ОТРЫВОК

►

Миры, где эти иерархии пребывают между двумя этими рождениями, а монады их – на протяжении всего их цикла в Шаданакаре, составляют сакуалу Демиургов. Она состоит из трех сфер. Родина демиургов и Великих Сестер – идеальных душ сверхнародов – называется Рангарайдр. Названия остальных – Астр и Оамма. Астр – родина и обиталище монад Младших Сестер и духов-народоводителей. О содержании Оаммы я не в состоянии сообщить ничего.

Однако можно говорить о том, что в течение последних пятисот лет из числа демиургов выделился один, не только получивший миссию всемирного, а не лишь сверхнародного значения, но и осуществлявший ее: это – демиург Северо-Запада. Создание некоторых предпосылок к объединению человечества в единое целое – плод именно его творчества за последние века. В близком будущем мировое водительство такого рода перейдет, вероятно, на короткое время к демиургу сверхнарода российского, а затем к демиургу Индии. Позднее единоличного водительства, по всей видимости, не будет.

◄

(Записи с точками на названных объектах)

►

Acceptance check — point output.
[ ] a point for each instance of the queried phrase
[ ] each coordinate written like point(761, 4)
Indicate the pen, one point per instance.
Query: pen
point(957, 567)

◄
►

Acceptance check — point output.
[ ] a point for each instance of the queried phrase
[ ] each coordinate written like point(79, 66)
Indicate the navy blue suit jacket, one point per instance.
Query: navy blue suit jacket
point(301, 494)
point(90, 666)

◄

ЗАДАНИЯ
A) Приведите все строки записей, в которых встречается слово «navy». Регистр букв имеет значение.
B) Продолжите отрывок о демиургах, начав сразу после его последнего предложения.
Записи не имеют никакого отношения к отрывку о демиургах.

ОТВЕТЫ
A)
Indicate the navy blue suit jacket, one point per instance.
Query: navy blue suit jacket

B)
Яросвет и Навна суть имена, условно и произвольно взятые мною для обозначения иерархий Российской метакультуры. Подлинные имена демиургов и Великих Сестер мне неизвестны. Впрочем, на человеческом языке они вообще не могут быть произнесены[20].

Метаисторическая миссия будущего брачного союза и всей, вообще, жизни в Шаданакаре Яросвета и Навны – миссия планетарного значения – может быть приближенно очерчена как рождение ими, точнее, эфирное воплощение через них, некоей Великой Женственной Монады[21]. Немыслимая, конечно, ни в каком личном воплощении физическом, она готова излиться со временем в эфирное вместилище, просветленное, личное, живое и непорочное; оно же мыслимо возникающим лишь единовременно со своим овеществлением в Энрофе: всемирном Братством. Народ же российский мыслится своим демиургом как непросветленная еще в Энрофе, но просветляемая уже в Небесной России эфирно-физическая субстанция, из которой будет создано это двойное – физическое и эфирное – вместилище Света, и в то же время как арена, на которой совершится этот теургический акт.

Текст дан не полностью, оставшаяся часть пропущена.